Write out the material below again, unchanged.

==== ENTRIES PROVIDED ====

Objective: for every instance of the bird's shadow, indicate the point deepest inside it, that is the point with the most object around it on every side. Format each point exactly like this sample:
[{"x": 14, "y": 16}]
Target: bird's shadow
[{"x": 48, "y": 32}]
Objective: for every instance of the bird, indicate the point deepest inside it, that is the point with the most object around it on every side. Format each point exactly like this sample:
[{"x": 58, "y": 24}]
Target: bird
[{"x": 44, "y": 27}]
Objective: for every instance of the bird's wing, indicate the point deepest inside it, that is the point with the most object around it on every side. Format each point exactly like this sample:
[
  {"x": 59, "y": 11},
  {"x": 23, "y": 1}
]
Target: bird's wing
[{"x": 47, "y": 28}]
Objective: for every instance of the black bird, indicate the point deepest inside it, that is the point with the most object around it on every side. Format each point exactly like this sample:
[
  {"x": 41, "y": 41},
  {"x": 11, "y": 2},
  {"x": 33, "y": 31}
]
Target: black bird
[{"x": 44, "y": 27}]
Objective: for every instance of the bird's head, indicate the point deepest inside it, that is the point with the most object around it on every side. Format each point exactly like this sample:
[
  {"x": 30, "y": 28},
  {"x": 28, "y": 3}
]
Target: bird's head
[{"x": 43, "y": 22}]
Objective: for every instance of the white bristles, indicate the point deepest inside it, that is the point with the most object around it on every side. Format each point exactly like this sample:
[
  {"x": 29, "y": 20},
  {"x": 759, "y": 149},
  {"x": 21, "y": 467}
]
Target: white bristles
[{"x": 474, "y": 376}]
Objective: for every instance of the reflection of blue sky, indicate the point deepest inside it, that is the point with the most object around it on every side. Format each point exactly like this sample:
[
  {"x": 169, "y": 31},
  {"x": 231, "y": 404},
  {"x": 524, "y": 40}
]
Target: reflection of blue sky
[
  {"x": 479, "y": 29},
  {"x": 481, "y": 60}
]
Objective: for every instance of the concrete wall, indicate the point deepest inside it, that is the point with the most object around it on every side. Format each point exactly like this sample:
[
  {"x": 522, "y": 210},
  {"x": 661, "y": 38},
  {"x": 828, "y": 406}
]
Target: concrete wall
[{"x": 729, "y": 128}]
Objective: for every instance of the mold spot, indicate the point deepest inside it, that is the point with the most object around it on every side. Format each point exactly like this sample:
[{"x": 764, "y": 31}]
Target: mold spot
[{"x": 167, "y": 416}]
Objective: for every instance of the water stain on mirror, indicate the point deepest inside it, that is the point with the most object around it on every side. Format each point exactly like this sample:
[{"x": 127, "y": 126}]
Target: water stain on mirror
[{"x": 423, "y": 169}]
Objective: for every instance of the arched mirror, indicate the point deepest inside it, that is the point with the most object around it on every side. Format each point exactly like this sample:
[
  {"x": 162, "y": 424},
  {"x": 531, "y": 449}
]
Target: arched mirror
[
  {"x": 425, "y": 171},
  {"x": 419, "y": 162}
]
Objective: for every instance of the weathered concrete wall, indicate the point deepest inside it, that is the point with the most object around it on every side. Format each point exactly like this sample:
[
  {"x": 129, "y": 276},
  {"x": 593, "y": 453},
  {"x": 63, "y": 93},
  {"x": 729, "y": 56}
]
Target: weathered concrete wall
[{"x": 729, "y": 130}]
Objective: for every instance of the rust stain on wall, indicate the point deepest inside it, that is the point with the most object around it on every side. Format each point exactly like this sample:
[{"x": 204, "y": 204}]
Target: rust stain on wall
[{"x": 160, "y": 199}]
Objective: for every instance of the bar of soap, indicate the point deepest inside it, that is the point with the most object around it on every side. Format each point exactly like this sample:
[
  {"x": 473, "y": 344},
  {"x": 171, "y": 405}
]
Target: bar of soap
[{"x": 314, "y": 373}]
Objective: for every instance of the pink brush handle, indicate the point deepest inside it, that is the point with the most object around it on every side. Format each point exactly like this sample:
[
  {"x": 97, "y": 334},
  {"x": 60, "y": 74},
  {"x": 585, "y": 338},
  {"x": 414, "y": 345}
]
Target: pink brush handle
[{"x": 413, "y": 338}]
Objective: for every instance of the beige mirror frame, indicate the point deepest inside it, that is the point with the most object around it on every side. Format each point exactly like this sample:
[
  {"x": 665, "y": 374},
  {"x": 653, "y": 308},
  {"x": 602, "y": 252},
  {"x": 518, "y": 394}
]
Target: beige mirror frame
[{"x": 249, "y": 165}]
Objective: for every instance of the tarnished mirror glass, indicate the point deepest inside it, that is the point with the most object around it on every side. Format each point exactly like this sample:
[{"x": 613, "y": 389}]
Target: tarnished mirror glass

====

[ANSWER IN FULL]
Objective: for every instance of the bird's shadow, indicate the point deepest inside it, that is the point with the most object around it on every side. Format each point exactly like this sample:
[{"x": 14, "y": 16}]
Target: bird's shadow
[{"x": 48, "y": 32}]
Objective: for every instance of the bird, indicate the point deepest inside it, that is the point with the most object around it on every side. Format each point exactly like this sample:
[{"x": 58, "y": 24}]
Target: bird
[{"x": 44, "y": 27}]
Objective: for every instance of the bird's wing, indicate the point deepest inside it, that is the point with the most object around it on every side. Format each point exactly like this sample:
[
  {"x": 59, "y": 11},
  {"x": 23, "y": 1}
]
Target: bird's wing
[{"x": 47, "y": 28}]
Objective: for every instance of the black bird, indicate the point deepest inside it, that is the point with the most object around it on every side. Format each point exactly like this sample:
[
  {"x": 41, "y": 41},
  {"x": 11, "y": 2},
  {"x": 33, "y": 31}
]
Target: black bird
[{"x": 44, "y": 27}]
Objective: for every instance of the bird's head, indicate the point deepest inside it, that is the point with the most object around it on every side. Format each point exactly like this sample:
[
  {"x": 30, "y": 28},
  {"x": 28, "y": 3}
]
Target: bird's head
[{"x": 43, "y": 22}]
Objective: for every instance of the white bristles, indicate the point deepest inside it, that is the point with the most object around it on every side. Format each point exactly like this sample:
[
  {"x": 29, "y": 20},
  {"x": 759, "y": 149},
  {"x": 21, "y": 467}
]
Target: white bristles
[{"x": 474, "y": 376}]
Objective: for every instance of the reflection of blue sky, indicate the point deepest inside it, that is the point with the most object around it on every side. Format each point exactly like this sample:
[
  {"x": 169, "y": 31},
  {"x": 231, "y": 404},
  {"x": 524, "y": 40}
]
Target: reflection of blue sky
[
  {"x": 479, "y": 29},
  {"x": 481, "y": 60}
]
Objective: for every instance of the concrete wall, indicate the point deepest inside it, that is the point with the most object around it on every side. Format each point exactly like this sample:
[
  {"x": 522, "y": 210},
  {"x": 661, "y": 38},
  {"x": 828, "y": 406}
]
Target: concrete wall
[{"x": 729, "y": 128}]
Objective: for every instance of the mold spot, indicate the point deepest inside it, that is the point with the most object around it on every side. Format each point exactly like this sample:
[{"x": 764, "y": 31}]
Target: mold spot
[{"x": 167, "y": 416}]
Objective: for every instance of the water stain on mirror, indicate the point deepest inside it, that is the point with the most object around it on every side. Format each point exactly like this sample:
[{"x": 127, "y": 126}]
Target: water stain on mirror
[{"x": 423, "y": 169}]
Objective: for every instance of the arched mirror, indicate the point deepest inside it, that is the point with the most object around it on every side. Format each point exactly like this sample:
[
  {"x": 162, "y": 424},
  {"x": 531, "y": 449}
]
Target: arched mirror
[
  {"x": 425, "y": 171},
  {"x": 419, "y": 162}
]
Objective: for every instance of the weathered concrete wall, indicate the point deepest inside it, that is the point with the most object around it on every side. Format each point exactly like this sample:
[
  {"x": 129, "y": 276},
  {"x": 593, "y": 453},
  {"x": 63, "y": 93},
  {"x": 729, "y": 56}
]
Target: weathered concrete wall
[{"x": 729, "y": 130}]
Objective: for every instance of the rust stain on wall, indicate the point deepest inside it, that is the point with the most object around it on every side. Format each point exactly like this sample:
[{"x": 204, "y": 204}]
Target: rust stain on wall
[{"x": 160, "y": 199}]
Objective: for every instance of the bar of soap, indicate the point deepest inside it, that is the point with the most object around it on every side. Format each point exactly like this sample:
[
  {"x": 473, "y": 344},
  {"x": 171, "y": 405}
]
Target: bar of soap
[{"x": 314, "y": 373}]
Objective: for every instance of the pink brush handle, indicate the point deepest inside it, that is the point with the most object around it on every side. Format each point exactly like this sample:
[
  {"x": 97, "y": 334},
  {"x": 60, "y": 74},
  {"x": 585, "y": 338},
  {"x": 414, "y": 345}
]
Target: pink brush handle
[{"x": 413, "y": 338}]
Objective: for every instance of the beige mirror frame, indicate the point deepest inside it, that is the point with the most object around it on every side. Format each point exactly like this sample:
[
  {"x": 665, "y": 374},
  {"x": 653, "y": 308},
  {"x": 602, "y": 252},
  {"x": 518, "y": 394}
]
Target: beige mirror frame
[{"x": 249, "y": 165}]
Objective: for every instance of the tarnished mirror glass, indicate the point deepest inside it, that is the point with the most object around it on every side. Format each point exactly like this sample:
[{"x": 613, "y": 389}]
Target: tarnished mirror glass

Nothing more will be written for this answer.